◆ **Instructions to follow**
Output every line of the listing below as a JSON list of strings, one string per line, skipping any blank lines.

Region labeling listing
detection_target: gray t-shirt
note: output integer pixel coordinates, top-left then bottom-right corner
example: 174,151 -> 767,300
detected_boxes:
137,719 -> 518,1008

◆ **Answer to this problem**
[
  "detection_target: gray t-shirt",
  "note: output integer pixel coordinates, top-left then bottom-right corner",
  "example: 174,151 -> 767,300",
  "detected_boxes:",
  "137,719 -> 518,1008"
]